## Task requirements
1. Summarize the forum thread about wiping the BMC's SD card in two sentences.
2. According to the forum thread about wiping the BMC's SD card, what is KEY1 and where is it located?

## Selection
What I am attempting to do is post SD card update of BMC, I'd like to access the BMC and wipe the SD card for normal use.
Trying to not have to remove the SD card and re-format in another machine.
The lights flash stage seems to happen about 6 seconds after power on.
c

cfsworks

11/14/2023, 7:14 AM
I definitely designed for this exact thing:
If it's not working for you it may be a bug.
r

rmeier

11/14/2023, 7:20 AM
Ok, then I am doing something wrong..
c

cfsworks

11/14/2023, 7:21 AM
In a pinch you can hold KEY1 for 15 seconds at power-on with the USB-B connector connected to your computer, and that will give you USB->microSD access.
r

rmeier

11/14/2023, 7:21 AM
I like this idea..
c

cfsworks

11/14/2023, 7:22 AM
If that works but the 5-second safemode doesn't, I might've made a mistake with the latter.
r

rmeier

11/14/2023, 7:24 AM
I might also be confused with KEY1, I am thinking it's the same key that we use to power on and off the nodes when booted normally.. and the one I press three times to start the flash?\
c

cfsworks

11/14/2023, 7:24 AM
KEY1 is a little surface-mount button on the PCB next to the BMC

https://files.readme.io/3bf121b-image.png

r

rmeier

11/14/2023, 7:38 AM
Thanks - issue was me.. I thought the external key was also key1
holding the button on the board itself as you poineted out worked perfectly.

## Extracted entries
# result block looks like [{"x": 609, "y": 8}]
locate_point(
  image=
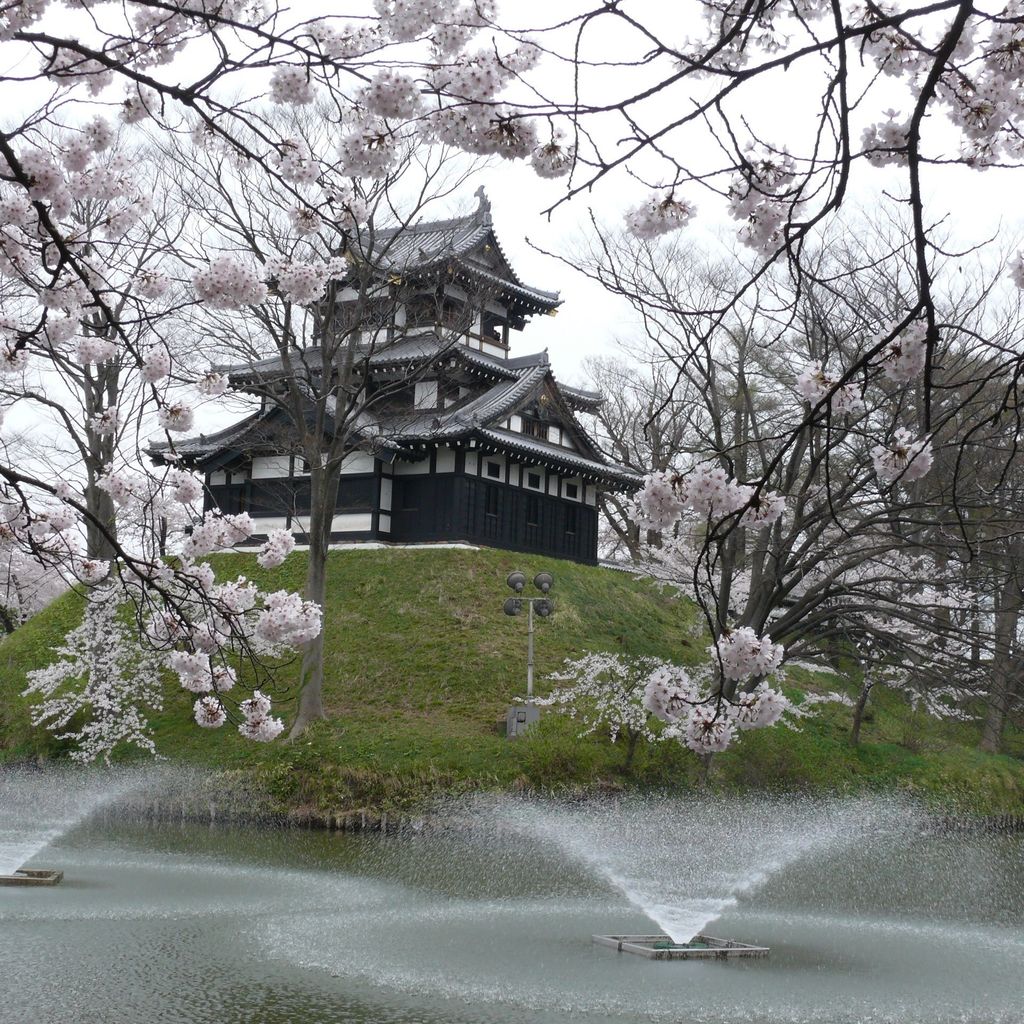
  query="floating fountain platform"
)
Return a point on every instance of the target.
[
  {"x": 663, "y": 947},
  {"x": 32, "y": 877}
]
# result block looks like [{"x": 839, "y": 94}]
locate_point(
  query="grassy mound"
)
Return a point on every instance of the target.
[{"x": 422, "y": 665}]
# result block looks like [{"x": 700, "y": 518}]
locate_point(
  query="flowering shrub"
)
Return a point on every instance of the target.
[{"x": 621, "y": 694}]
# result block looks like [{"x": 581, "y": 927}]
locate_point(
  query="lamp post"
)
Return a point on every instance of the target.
[{"x": 519, "y": 718}]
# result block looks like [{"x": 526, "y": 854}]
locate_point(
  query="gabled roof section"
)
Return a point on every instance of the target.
[
  {"x": 464, "y": 248},
  {"x": 429, "y": 346},
  {"x": 202, "y": 446}
]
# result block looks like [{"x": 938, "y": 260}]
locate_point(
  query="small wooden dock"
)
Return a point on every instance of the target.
[
  {"x": 32, "y": 877},
  {"x": 664, "y": 947}
]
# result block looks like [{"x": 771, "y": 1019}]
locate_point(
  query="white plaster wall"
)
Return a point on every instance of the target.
[
  {"x": 349, "y": 522},
  {"x": 357, "y": 462},
  {"x": 525, "y": 477},
  {"x": 426, "y": 394},
  {"x": 270, "y": 467},
  {"x": 412, "y": 468},
  {"x": 264, "y": 523}
]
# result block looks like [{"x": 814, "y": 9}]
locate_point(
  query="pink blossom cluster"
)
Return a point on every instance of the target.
[
  {"x": 368, "y": 150},
  {"x": 105, "y": 423},
  {"x": 176, "y": 415},
  {"x": 94, "y": 349},
  {"x": 392, "y": 94},
  {"x": 278, "y": 547},
  {"x": 758, "y": 198},
  {"x": 555, "y": 158},
  {"x": 156, "y": 364},
  {"x": 287, "y": 620},
  {"x": 886, "y": 141},
  {"x": 124, "y": 486},
  {"x": 744, "y": 655},
  {"x": 258, "y": 723},
  {"x": 217, "y": 531},
  {"x": 709, "y": 491},
  {"x": 186, "y": 487},
  {"x": 659, "y": 214},
  {"x": 902, "y": 458},
  {"x": 292, "y": 84},
  {"x": 296, "y": 163},
  {"x": 209, "y": 713},
  {"x": 699, "y": 720},
  {"x": 227, "y": 283},
  {"x": 212, "y": 384},
  {"x": 903, "y": 358},
  {"x": 300, "y": 283}
]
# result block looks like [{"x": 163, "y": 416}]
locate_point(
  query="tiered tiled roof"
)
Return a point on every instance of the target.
[{"x": 454, "y": 246}]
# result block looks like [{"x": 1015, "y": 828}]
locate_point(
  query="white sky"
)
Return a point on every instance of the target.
[{"x": 590, "y": 321}]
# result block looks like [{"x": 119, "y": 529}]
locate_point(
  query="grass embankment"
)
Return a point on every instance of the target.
[{"x": 422, "y": 664}]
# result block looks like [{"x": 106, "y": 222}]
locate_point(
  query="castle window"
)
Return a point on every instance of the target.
[
  {"x": 426, "y": 394},
  {"x": 532, "y": 511},
  {"x": 535, "y": 428},
  {"x": 493, "y": 328}
]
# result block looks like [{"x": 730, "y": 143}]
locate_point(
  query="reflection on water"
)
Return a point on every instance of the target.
[{"x": 488, "y": 920}]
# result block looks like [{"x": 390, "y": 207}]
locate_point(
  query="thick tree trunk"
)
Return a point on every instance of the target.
[
  {"x": 324, "y": 497},
  {"x": 858, "y": 712},
  {"x": 1005, "y": 666}
]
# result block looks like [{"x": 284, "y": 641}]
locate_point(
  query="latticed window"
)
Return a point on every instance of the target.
[{"x": 535, "y": 428}]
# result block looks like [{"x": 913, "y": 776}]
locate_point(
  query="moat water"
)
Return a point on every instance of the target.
[{"x": 486, "y": 915}]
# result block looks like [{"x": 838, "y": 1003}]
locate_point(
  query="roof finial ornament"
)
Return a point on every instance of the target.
[{"x": 484, "y": 204}]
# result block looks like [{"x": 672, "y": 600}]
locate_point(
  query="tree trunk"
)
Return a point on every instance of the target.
[
  {"x": 858, "y": 712},
  {"x": 323, "y": 499},
  {"x": 1005, "y": 666},
  {"x": 631, "y": 749}
]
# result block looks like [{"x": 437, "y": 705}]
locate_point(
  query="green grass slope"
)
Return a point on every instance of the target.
[{"x": 422, "y": 664}]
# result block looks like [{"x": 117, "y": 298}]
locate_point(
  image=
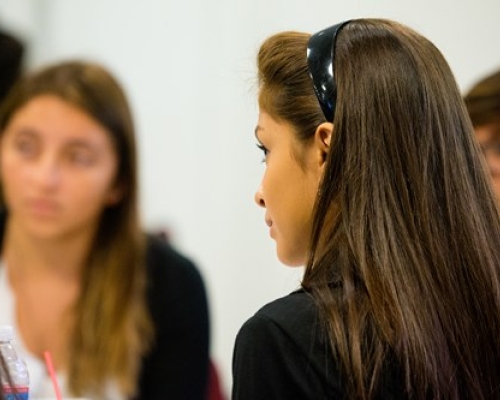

## Answers per task
1. rmeier wants to access the BMC after an SD card update and wipe the card without removing it, and cfsworks suggests holding KEY1 for 15 seconds at power-on with the USB-B connector attached to a computer to get USB-to-microSD access. rmeier had mistaken the external key for KEY1, which is a small surface-mount button on the PCB next to the BMC, and holding that onboard button worked.

2. KEY1 is a little surface-mount button on the PCB next to the BMC.